Klappentexte

Ich habe gestern jemandem von dir erzählt. Jemandem, der nicht zu unser beider Geschichte gehört. Es war seltsam, in der Vergangenheitsform von dir zu reden.

Seltsam, eine Art „Zusammenfassung“ von Geschichte, Gefühl und Gegenwart zum Besten zu geben.

Der Klappentext einer Begegnung.

Der Vorteil bei unbekannten  Büchern ist, dass man sich entscheiden kann, sie zurück ins Regal zu stellen, wenn einem die Inhaltsangabe nicht zusagt.

Ich kannte sie erst, nachdem die Handlung geschrieben war. Vor allem war ich überrascht, dass diese doch so kurz war. Anfangs fühlt es sich an, als könnte eine Unendliche Geschichte daraus werden und plötzlich findet man sich in der Poesieabteilung der Lebens wieder. Kurze Gedichte, statt langer Geschichte.

Klappentext.

Heißt im Englischen übrigens blurb – und unserer fühlt sich gerade auch genauso an. Seltsam und irgendwie schmerzhaft, vergleichbar mit dem Schmerz, wenn man sich den Ellenbogen stößt. Oder wie ein unerwarteter Treffer in den Solarplexus. Im schulmedizinischen Sinne als auch in der Naturheilkunde, wo das Sonnengeflecht als das Zentrum von Kraft und Lebensenergie steht.
*****
## AUFGABE A
Schreib aus den Einträgen die Zeilen unverändert ab, und zwar von der Zeile mit „edge in this picture, where should it go?“ bis einschließlich der Zeile mit „[0,185,715,691]“.

## BEREITGESTELLTE EINTRÄGE
*****
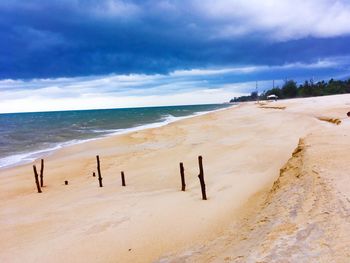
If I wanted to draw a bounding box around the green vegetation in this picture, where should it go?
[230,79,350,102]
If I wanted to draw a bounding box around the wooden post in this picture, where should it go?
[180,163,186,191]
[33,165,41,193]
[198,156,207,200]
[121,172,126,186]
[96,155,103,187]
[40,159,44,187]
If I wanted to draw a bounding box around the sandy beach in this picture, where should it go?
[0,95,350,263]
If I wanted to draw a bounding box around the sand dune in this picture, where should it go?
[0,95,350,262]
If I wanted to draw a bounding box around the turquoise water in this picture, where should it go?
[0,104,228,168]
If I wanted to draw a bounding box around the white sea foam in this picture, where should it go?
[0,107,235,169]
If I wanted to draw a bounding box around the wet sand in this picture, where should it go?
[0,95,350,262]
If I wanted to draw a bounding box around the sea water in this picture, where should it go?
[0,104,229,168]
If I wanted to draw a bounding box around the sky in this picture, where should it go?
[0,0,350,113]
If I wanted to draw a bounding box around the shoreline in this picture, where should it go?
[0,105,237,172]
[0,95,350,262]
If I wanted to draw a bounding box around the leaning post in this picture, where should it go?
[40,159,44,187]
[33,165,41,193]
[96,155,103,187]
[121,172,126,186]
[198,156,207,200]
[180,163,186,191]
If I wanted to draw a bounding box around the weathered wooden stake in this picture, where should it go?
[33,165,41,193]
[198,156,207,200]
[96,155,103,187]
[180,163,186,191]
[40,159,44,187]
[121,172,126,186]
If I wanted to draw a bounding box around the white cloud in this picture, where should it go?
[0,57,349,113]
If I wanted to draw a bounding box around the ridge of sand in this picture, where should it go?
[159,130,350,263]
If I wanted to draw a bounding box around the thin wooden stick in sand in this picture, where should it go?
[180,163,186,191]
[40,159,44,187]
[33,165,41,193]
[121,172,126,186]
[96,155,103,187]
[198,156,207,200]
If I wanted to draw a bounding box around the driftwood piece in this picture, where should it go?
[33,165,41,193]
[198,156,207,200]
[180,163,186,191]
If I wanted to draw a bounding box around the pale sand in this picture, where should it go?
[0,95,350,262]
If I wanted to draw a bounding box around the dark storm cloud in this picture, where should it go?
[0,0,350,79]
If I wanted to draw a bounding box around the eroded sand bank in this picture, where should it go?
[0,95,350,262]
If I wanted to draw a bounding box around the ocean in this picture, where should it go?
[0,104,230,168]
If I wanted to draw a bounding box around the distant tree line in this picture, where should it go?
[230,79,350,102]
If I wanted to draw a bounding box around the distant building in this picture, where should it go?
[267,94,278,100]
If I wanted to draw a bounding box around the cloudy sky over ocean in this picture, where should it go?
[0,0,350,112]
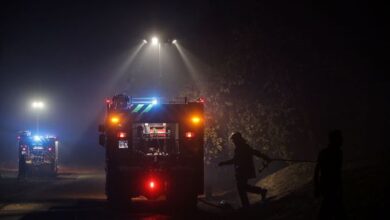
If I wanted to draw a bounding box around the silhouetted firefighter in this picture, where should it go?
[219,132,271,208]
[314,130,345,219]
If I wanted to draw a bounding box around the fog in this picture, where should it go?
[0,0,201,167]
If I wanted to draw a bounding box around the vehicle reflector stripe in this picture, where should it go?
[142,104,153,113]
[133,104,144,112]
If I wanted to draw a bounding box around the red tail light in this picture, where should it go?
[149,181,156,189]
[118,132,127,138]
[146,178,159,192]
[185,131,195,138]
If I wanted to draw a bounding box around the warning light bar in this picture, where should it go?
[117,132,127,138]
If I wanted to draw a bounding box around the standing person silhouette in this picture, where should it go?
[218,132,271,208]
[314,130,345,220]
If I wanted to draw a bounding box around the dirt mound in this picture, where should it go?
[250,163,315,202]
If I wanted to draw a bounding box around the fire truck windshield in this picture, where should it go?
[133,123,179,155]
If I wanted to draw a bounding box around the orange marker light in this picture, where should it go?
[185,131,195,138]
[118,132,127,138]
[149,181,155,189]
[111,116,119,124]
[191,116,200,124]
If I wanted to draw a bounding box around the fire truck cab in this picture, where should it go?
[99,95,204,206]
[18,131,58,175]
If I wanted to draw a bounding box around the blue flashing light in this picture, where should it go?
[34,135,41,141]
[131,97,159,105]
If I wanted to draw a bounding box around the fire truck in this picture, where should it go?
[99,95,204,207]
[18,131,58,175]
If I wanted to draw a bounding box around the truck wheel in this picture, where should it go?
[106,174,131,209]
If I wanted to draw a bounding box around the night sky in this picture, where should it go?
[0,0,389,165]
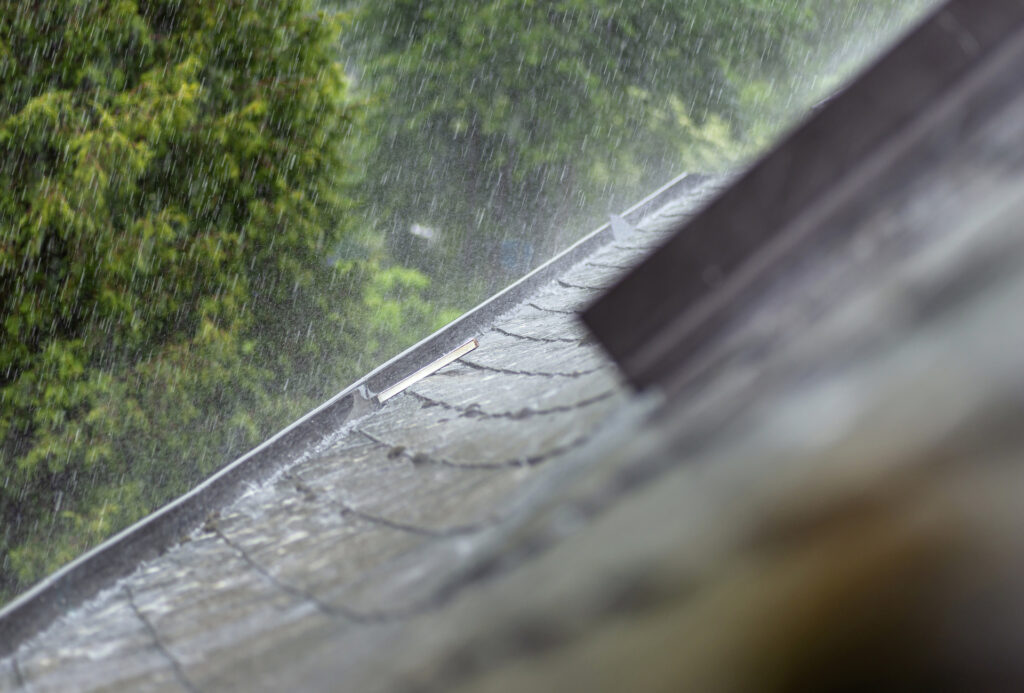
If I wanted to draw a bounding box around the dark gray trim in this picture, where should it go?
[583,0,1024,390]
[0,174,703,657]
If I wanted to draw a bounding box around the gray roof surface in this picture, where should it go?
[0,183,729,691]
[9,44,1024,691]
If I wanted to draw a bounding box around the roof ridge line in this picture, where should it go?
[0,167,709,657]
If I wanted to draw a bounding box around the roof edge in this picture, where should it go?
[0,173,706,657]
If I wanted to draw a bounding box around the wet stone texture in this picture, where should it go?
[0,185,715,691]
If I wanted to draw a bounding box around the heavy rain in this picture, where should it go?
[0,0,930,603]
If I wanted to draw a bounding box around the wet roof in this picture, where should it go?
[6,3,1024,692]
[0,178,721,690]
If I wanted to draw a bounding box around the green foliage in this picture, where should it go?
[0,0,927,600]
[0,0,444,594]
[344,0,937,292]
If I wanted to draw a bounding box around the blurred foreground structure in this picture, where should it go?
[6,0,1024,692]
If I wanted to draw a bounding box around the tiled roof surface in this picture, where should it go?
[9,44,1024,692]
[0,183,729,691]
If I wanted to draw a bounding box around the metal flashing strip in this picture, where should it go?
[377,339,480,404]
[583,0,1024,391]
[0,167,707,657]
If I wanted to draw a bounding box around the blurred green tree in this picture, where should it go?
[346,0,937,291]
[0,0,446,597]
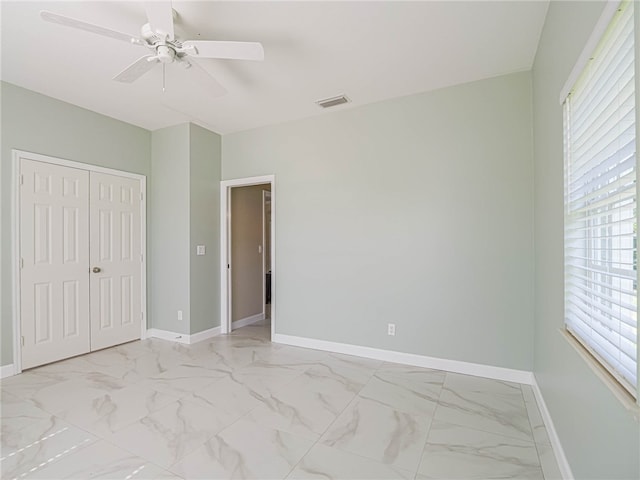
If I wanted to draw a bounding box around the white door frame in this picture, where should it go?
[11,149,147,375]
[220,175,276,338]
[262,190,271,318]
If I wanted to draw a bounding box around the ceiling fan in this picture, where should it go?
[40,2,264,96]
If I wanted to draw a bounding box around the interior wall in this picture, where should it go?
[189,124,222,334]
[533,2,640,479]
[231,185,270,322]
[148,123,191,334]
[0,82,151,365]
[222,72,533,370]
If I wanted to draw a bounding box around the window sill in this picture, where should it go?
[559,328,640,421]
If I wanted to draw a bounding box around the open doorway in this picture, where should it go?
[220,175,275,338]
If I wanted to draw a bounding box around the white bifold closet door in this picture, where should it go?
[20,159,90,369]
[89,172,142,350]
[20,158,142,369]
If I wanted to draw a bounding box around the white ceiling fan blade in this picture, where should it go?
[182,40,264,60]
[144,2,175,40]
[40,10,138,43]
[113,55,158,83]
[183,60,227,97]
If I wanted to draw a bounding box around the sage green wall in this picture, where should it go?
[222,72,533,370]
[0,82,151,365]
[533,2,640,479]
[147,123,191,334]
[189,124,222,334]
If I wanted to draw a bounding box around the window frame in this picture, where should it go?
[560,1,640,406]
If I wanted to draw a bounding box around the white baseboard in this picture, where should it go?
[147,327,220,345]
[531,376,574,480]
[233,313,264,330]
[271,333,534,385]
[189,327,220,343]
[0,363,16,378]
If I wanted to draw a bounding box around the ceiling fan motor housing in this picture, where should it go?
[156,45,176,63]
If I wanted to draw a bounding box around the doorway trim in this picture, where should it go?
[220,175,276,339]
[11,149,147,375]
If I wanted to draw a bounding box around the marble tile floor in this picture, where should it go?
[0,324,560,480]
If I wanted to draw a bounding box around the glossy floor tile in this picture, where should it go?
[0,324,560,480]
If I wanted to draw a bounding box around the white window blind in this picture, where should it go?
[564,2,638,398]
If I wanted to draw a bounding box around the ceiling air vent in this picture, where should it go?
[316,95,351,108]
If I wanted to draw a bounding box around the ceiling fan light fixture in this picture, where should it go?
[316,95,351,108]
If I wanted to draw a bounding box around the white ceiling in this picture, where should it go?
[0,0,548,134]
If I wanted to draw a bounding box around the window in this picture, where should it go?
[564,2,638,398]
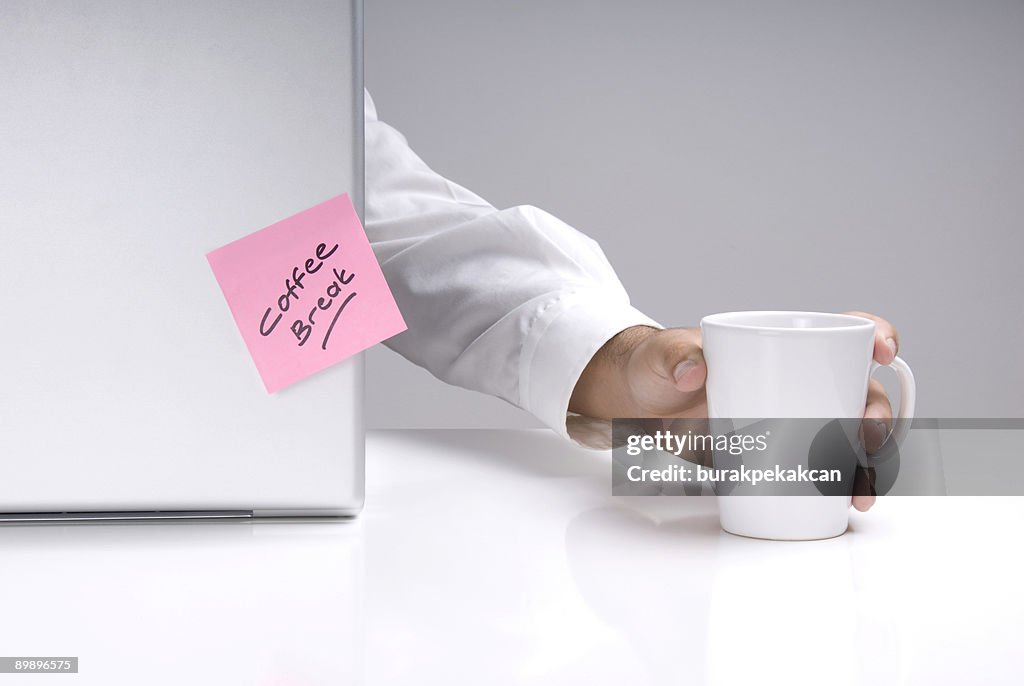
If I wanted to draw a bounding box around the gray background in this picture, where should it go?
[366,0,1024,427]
*****
## AUFGABE B
Beantworte zum Auszug über Klappentexte diese Fragen:
(i) Wie heißt Klappentext im Englischen?
(ii) Welchen Vorteil haben unbekannte Bücher?
(iii) Wofür steht das Sonnengeflecht in der Naturheilkunde?

## ANTWORT A
If I wanted to draw a bounding box around the roof edge in this picture, where should it go?
[0,173,706,657]
If I wanted to draw a bounding box around the wet stone texture in this picture, where should it go?
[0,185,715,691]

## ANTWORT B
(i) Blurb.
(ii) Man kann sich entscheiden, sie zurück ins Regal zu stellen, wenn einem die Inhaltsangabe nicht zusagt.
(iii) Für das Zentrum von Kraft und Lebensenergie.